Dawn Reader

Dawn Reader
from Open Door Coffee Co.; Hudson, OH; Oct. 26, 2016

Thursday, September 27, 2012

SAT Reading Scores Drop, and ...?



The story was all over the newspapers on Monday and Tuesday: SAT reading scores had dropped to a new low.  (Example story: Washington Post--SAT)

The writing average also dropped a little--but that test is so absolutely meaningless that I'm not even going to say much about it.  For twenty-five minutes students have to write to a prompt they've just been given.  Twenty-five minutes.  The test measures speed and the ability to write a formulaic response.  Neither is a virtue for a writer.  Some of the best writers I ever taught did not do well on that test.  The reason?  They were good writers.  Deliberate ones.  They took their time.  Thought about things.  Worried about individual words and sentences.  Just what good writers do.  With predictable results on the SAT.

Anyway, what about reading?  Should we be wringing our hands?  Introducing more testing in the lower grades (is that even possible?)  Excoriating kids and parents and teachers for their egregious failures?  Maybe firing some folks?  Getting back to the basics?  Kicking some butt?

Of course there's lots of blame--if blame's the game--to go around.  Kids don't read much.  Neither do their parents (Fifty Shades of Grey does not count--okay, it does; just being snotty). Teachers pound away at "basic skills" because that's what the brain-dead proficiency tests measure.  But the good teachers know that the only way to help kids become lifelong readers is to make reading fun.  Fun and useful.  If we make reading onerous, we are making it far less likely that our students will continue to read when they no longer have to.

> _Stored data_

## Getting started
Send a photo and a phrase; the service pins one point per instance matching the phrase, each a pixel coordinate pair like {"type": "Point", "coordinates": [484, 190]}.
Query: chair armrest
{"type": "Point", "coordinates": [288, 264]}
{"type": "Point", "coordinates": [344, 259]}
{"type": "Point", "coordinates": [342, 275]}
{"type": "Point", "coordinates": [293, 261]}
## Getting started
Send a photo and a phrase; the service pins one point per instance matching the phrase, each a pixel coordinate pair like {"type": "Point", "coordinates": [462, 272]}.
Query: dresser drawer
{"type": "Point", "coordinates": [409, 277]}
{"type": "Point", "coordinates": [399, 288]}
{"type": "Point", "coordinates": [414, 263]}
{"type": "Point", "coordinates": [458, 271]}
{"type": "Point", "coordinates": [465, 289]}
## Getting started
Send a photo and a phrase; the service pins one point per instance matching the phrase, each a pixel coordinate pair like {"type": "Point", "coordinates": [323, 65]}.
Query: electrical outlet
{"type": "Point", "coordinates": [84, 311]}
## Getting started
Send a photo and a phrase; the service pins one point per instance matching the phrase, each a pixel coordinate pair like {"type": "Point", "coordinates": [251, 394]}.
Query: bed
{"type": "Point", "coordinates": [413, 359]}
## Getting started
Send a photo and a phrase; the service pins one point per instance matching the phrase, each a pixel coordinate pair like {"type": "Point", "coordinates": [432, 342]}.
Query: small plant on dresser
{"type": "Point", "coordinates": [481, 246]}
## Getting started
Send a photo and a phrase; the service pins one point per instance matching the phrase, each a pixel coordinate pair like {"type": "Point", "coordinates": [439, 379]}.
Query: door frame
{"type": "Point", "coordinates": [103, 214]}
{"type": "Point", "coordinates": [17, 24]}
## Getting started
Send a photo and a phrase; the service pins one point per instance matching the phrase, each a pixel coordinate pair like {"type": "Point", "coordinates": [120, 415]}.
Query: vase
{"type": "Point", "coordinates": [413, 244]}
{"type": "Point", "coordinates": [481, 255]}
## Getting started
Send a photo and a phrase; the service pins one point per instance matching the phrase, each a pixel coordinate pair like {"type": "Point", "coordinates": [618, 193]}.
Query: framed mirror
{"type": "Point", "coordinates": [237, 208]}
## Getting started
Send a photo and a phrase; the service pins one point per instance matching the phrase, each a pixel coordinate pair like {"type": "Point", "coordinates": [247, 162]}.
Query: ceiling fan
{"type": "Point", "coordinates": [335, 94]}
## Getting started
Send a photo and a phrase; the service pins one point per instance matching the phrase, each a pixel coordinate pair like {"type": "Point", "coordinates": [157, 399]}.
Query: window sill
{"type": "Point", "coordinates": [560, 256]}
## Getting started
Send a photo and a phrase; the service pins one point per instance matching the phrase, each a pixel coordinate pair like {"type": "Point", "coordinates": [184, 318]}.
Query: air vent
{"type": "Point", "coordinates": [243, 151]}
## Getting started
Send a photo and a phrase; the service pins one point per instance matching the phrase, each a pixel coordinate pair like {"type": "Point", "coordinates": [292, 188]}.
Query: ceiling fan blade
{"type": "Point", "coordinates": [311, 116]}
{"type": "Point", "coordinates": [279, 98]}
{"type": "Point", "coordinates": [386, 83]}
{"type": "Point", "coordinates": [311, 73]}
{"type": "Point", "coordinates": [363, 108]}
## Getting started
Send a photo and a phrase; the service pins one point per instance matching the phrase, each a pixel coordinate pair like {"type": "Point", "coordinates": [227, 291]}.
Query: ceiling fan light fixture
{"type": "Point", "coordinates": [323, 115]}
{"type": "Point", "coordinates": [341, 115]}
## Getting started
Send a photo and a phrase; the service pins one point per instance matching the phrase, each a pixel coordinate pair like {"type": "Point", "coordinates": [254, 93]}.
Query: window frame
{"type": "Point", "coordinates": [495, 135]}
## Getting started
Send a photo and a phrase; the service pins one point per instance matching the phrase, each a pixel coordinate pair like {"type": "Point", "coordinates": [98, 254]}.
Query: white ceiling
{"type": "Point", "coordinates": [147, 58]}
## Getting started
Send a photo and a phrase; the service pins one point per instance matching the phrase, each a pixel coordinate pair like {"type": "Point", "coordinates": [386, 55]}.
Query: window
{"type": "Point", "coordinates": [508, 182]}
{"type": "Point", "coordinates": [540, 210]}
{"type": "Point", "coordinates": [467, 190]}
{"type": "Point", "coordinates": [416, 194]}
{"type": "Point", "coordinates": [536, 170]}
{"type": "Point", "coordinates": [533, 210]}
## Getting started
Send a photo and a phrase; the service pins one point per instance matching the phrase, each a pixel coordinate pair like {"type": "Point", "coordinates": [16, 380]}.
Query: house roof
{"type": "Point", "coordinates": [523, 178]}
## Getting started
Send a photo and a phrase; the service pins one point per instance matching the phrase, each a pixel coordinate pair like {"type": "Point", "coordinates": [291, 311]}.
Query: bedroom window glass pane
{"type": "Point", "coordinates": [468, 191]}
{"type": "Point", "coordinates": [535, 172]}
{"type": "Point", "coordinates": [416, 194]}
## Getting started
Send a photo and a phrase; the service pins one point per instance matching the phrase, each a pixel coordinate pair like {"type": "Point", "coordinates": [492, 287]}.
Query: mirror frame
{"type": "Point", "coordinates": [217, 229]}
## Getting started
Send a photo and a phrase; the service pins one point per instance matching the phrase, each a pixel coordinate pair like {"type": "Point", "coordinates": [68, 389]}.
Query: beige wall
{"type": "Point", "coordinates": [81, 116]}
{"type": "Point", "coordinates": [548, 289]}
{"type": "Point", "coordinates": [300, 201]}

> _Required actions_
- a) In the post on falling SAT reading scores, how many minutes do students get to write to the prompt on the writing test?
- b) Resume the post on falling SAT reading scores after its last sentence and keep writing it in the same voice.

> _The responses_
- a) Twenty-five minutes.

- b)
But we all know that the real culprit is the culture--this largely non-literary culture of pleasure and entertainment that now pervades all.  Our children did not invent it; we did.  And it's so alluring and fascinating that it's virtually impossible to resist.  I've told Joyce many times that I'm glad I grew up when I did.  If I'd been born twenty years ago (forty years ago?), I don't know if I would have been much of a reader at all.

When I was a kid in the 1950s, there were not all that many options for my leisure time.  Play outside (which I did as often as I could), read (which I also did a lot), listen to the radio or to records (activities that do not preclude reading--I often read, and still do read, while music plays), watch TV.  But through most of my childhood and adolescence there were only three TV stations (CBS, NBC, ABC), and my parents controlled the on-off button (no remotes--can you imagine!).  We also couldn't watch TV on school nights, and we had to ask permission to turn on the set at other times.  (Oh, the oppression!)

And nowadays?  Many kids walk around with the world in their hands.  Internet, streaming video, Facebook, more music than you could listen to in your entire life, a reference library of unimaginable scope and range (can you imagine carrying around all 13 volumes or so of the OED? well, with a smart phone, you can), and on and on ...

Throughout the history of the printed word, people have read for two principal reasons: (1) to find out stuff and learn, (2) to enjoy themselves.  Sometimes, obviously, the two overlap.  Well, nowadays the "finding out stuff" job is surpassingly easy.  How many times have I checked my iPhone for a spelling, a definition, the dates of Henry V, the location of a writer's grave--all while sitting at Starbucks and sipping a grande Pike (no room).  And the entertainment function of books?  Except for some very notable exceptions, entertainment resides not between covers but in the air.  For from the air we are able to see films our grandparents saw, listen to just about any song ever recorded, watch TV shows we missed, see interviews with celebrities we love, look a strangers making fools of themselves on YouTube, and on and on.

We can even read e-books, too.

In such a high-tech, fast-moving world, an old codex looks pretty pedestrian.  At least for many people.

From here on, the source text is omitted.